- Problem description
Recast the records below as a Markdown table with two columns, No. for the row number and Line for the line itself. Skip blank lines and leave the pictures out.

— BEGIN Records for processing —

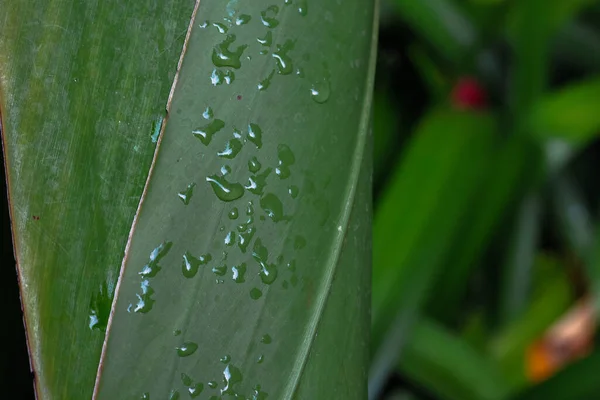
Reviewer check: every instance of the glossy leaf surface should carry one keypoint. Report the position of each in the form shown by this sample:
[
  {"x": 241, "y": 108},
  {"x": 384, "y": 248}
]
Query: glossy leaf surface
[{"x": 249, "y": 261}]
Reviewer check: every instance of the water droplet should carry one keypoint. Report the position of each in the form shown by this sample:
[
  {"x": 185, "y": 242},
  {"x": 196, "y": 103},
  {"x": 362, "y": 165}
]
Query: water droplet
[
  {"x": 245, "y": 238},
  {"x": 186, "y": 380},
  {"x": 229, "y": 239},
  {"x": 186, "y": 195},
  {"x": 291, "y": 265},
  {"x": 244, "y": 227},
  {"x": 225, "y": 190},
  {"x": 266, "y": 339},
  {"x": 100, "y": 305},
  {"x": 232, "y": 148},
  {"x": 190, "y": 264},
  {"x": 145, "y": 300},
  {"x": 272, "y": 206},
  {"x": 206, "y": 132},
  {"x": 254, "y": 165},
  {"x": 255, "y": 294},
  {"x": 320, "y": 91},
  {"x": 208, "y": 113},
  {"x": 258, "y": 394},
  {"x": 243, "y": 19},
  {"x": 155, "y": 256},
  {"x": 260, "y": 252},
  {"x": 267, "y": 40},
  {"x": 255, "y": 135},
  {"x": 218, "y": 77},
  {"x": 257, "y": 183},
  {"x": 268, "y": 272},
  {"x": 220, "y": 270},
  {"x": 222, "y": 28},
  {"x": 299, "y": 243},
  {"x": 223, "y": 56},
  {"x": 286, "y": 159},
  {"x": 156, "y": 127},
  {"x": 239, "y": 273},
  {"x": 231, "y": 376},
  {"x": 186, "y": 349},
  {"x": 303, "y": 7},
  {"x": 268, "y": 16},
  {"x": 285, "y": 155},
  {"x": 265, "y": 83},
  {"x": 195, "y": 390},
  {"x": 282, "y": 60},
  {"x": 225, "y": 169},
  {"x": 225, "y": 359}
]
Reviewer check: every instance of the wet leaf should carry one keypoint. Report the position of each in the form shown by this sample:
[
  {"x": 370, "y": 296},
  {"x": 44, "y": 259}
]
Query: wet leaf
[{"x": 246, "y": 180}]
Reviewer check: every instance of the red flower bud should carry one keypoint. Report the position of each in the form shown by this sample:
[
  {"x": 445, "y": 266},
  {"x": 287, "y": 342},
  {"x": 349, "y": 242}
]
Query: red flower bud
[{"x": 468, "y": 94}]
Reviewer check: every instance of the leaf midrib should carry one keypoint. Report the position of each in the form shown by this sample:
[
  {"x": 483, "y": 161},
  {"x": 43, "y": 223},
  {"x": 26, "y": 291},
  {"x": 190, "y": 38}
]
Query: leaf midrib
[
  {"x": 142, "y": 198},
  {"x": 333, "y": 261}
]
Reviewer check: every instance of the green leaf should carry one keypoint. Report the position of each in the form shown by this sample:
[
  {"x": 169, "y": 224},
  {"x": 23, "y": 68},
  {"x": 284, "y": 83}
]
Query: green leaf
[
  {"x": 514, "y": 166},
  {"x": 570, "y": 114},
  {"x": 517, "y": 268},
  {"x": 281, "y": 302},
  {"x": 82, "y": 86},
  {"x": 530, "y": 32},
  {"x": 301, "y": 308},
  {"x": 447, "y": 365},
  {"x": 429, "y": 194}
]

— END Records for processing —

- Final answer
| No. | Line |
|---|---|
| 1 | Reviewer check: every instance of the glossy leaf surface should carry one keypoint. Report the position of each in the form shown by this sample: |
| 2 | [ |
| 3 |   {"x": 241, "y": 108}, |
| 4 |   {"x": 384, "y": 248} |
| 5 | ] |
| 6 | Query: glossy leaf surface |
| 7 | [{"x": 249, "y": 261}] |
| 8 | Reviewer check: every instance of the water droplet should carry one keypoint. Report the position of each in the form shown by this sample: |
| 9 | [ |
| 10 |   {"x": 185, "y": 242}, |
| 11 |   {"x": 196, "y": 103}, |
| 12 |   {"x": 362, "y": 165} |
| 13 | ] |
| 14 | Query: water droplet |
| 15 | [ |
| 16 |   {"x": 245, "y": 238}, |
| 17 |   {"x": 186, "y": 380}, |
| 18 |   {"x": 229, "y": 239}, |
| 19 |   {"x": 186, "y": 195}, |
| 20 |   {"x": 291, "y": 265}, |
| 21 |   {"x": 244, "y": 227}, |
| 22 |   {"x": 225, "y": 190}, |
| 23 |   {"x": 266, "y": 339}, |
| 24 |   {"x": 100, "y": 305}, |
| 25 |   {"x": 232, "y": 148}, |
| 26 |   {"x": 190, "y": 264}, |
| 27 |   {"x": 145, "y": 300}, |
| 28 |   {"x": 272, "y": 206}, |
| 29 |   {"x": 206, "y": 132}, |
| 30 |   {"x": 254, "y": 165}, |
| 31 |   {"x": 255, "y": 294}, |
| 32 |   {"x": 320, "y": 91}, |
| 33 |   {"x": 208, "y": 113}, |
| 34 |   {"x": 258, "y": 394}, |
| 35 |   {"x": 243, "y": 19}, |
| 36 |   {"x": 155, "y": 256}, |
| 37 |   {"x": 260, "y": 252}, |
| 38 |   {"x": 267, "y": 40}, |
| 39 |   {"x": 255, "y": 135}, |
| 40 |   {"x": 218, "y": 77}, |
| 41 |   {"x": 257, "y": 183}, |
| 42 |   {"x": 268, "y": 272}, |
| 43 |   {"x": 220, "y": 270}, |
| 44 |   {"x": 222, "y": 28}, |
| 45 |   {"x": 299, "y": 243}, |
| 46 |   {"x": 223, "y": 56}, |
| 47 |   {"x": 286, "y": 159}, |
| 48 |   {"x": 156, "y": 127}, |
| 49 |   {"x": 239, "y": 273}, |
| 50 |   {"x": 231, "y": 376}, |
| 51 |   {"x": 186, "y": 349}, |
| 52 |   {"x": 303, "y": 7}, |
| 53 |   {"x": 268, "y": 16}, |
| 54 |   {"x": 285, "y": 155}, |
| 55 |   {"x": 265, "y": 83}, |
| 56 |   {"x": 195, "y": 390}, |
| 57 |   {"x": 282, "y": 60}, |
| 58 |   {"x": 225, "y": 169}, |
| 59 |   {"x": 225, "y": 359} |
| 60 | ] |
| 61 | Reviewer check: every instance of the wet leaf should carry one keypoint. Report the position of each in the form shown by this sample: |
| 62 | [ |
| 63 |   {"x": 370, "y": 296}, |
| 64 |   {"x": 44, "y": 259} |
| 65 | ] |
| 66 | Query: wet leaf |
| 67 | [{"x": 246, "y": 180}] |
| 68 | Reviewer check: every instance of the red flower bud should carry one keypoint. Report the position of each in the form shown by this sample: |
| 69 | [ |
| 70 |   {"x": 445, "y": 266}, |
| 71 |   {"x": 287, "y": 342}, |
| 72 |   {"x": 349, "y": 242} |
| 73 | ] |
| 74 | Query: red flower bud |
| 75 | [{"x": 468, "y": 94}] |
| 76 | Reviewer check: every instance of the leaf midrib should carry one keypoint. Report the position of each in the form shown by this sample: |
| 77 | [ |
| 78 |   {"x": 483, "y": 161}, |
| 79 |   {"x": 43, "y": 223}, |
| 80 |   {"x": 26, "y": 291}, |
| 81 |   {"x": 190, "y": 38} |
| 82 | ] |
| 83 | Query: leaf midrib |
| 84 | [ |
| 85 |   {"x": 142, "y": 198}, |
| 86 |   {"x": 333, "y": 261} |
| 87 | ] |
| 88 | Reviewer check: every instance of the green leaf should carry one keypoint. Report the position of each in the form shown by this sample: |
| 89 | [ |
| 90 |   {"x": 169, "y": 224}, |
| 91 |   {"x": 23, "y": 68}, |
| 92 |   {"x": 284, "y": 83} |
| 93 | ] |
| 94 | Query: green leaf |
| 95 | [ |
| 96 |   {"x": 514, "y": 166}, |
| 97 |   {"x": 570, "y": 114}, |
| 98 |   {"x": 517, "y": 268}, |
| 99 |   {"x": 281, "y": 302}, |
| 100 |   {"x": 82, "y": 86}, |
| 101 |   {"x": 530, "y": 32}, |
| 102 |   {"x": 301, "y": 308}, |
| 103 |   {"x": 447, "y": 365}, |
| 104 |   {"x": 429, "y": 194} |
| 105 | ] |